■ **PAGE EXTRACT**
━━━━━━━━━━━━━━━━━━━━

# Not real happy at the moment...



## micah68kj (Oct 8, 2011)

I had an earlier post about this. Had my Ariens 522 ss out blowing snow Saturday morning. Was doing the neighbor's driveway because he's a few years older and doesn't own a blower. Not much snow a'tall. Maybe 2-3" at most. Half of one of the paddles *snapped off*. These aren't some cheap, aftermarket paddles either. Airens OEM paddles. At least $80/set. Just got done putting a new belt on it too. This machine is getting too expensive to own.  
Going to give it *one more chance* and then it's bye bye blower.
I'm wondering now if I should buy OEM parts or some aftermarket brand such as Stens or?


----------



## jenkinsm2 (Dec 7, 2014)

micah68kj said:


> I had an earlier post about this. Had my Ariens 522 ss out blowing snow Saturday morning. Was doing the neighbor's driveway because he's a few years older and doesn't own a blower. Not much snow a'tall. Maybe 2-3" at most. Half of one of the paddles *snapped off*. These aren't some cheap, aftermarket paddles either. Airens OEM paddles. At least $80/set. Just got done putting a new belt on it too. This machine is getting too expensive to own.

━━━━━━━━━━━━━━━━━━━━

■ **SUPPLIED MATERIAL**
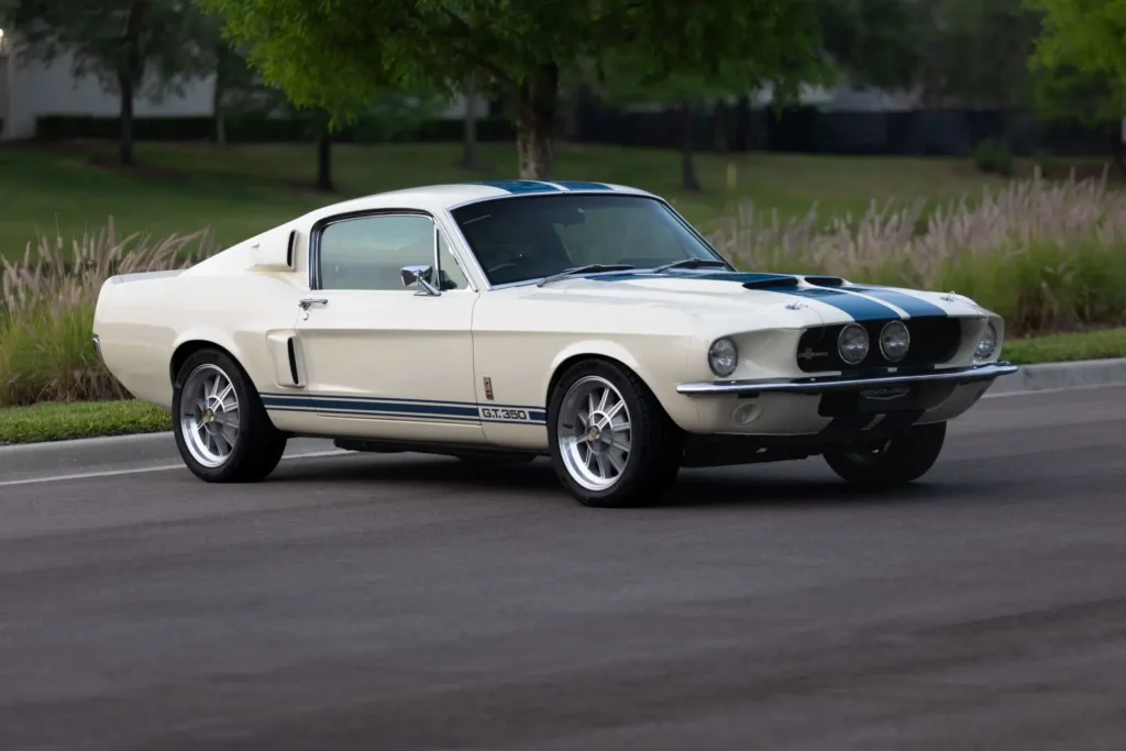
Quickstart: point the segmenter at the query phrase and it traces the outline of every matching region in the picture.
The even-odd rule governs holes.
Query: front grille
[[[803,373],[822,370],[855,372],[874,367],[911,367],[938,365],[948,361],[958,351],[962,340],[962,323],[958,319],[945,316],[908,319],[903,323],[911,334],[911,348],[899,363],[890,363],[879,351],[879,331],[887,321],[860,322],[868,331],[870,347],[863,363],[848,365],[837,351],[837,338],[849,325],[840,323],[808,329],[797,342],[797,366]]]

━━━━━━━━━━━━━━━━━━━━

■ **SET TASK**
In the snowblower thread, list every phrase set in italics, counting each appearance separately and naming the post it appears in.

■ **SOLVED PROBLEM**
1. "snapped off": micah68kj's post (Oct 8, 2011)
2. "one more chance": micah68kj's post (Oct 8, 2011)
3. "snapped off": jenkinsm2's post (Dec 7, 2014), in the quoted text from micah68kj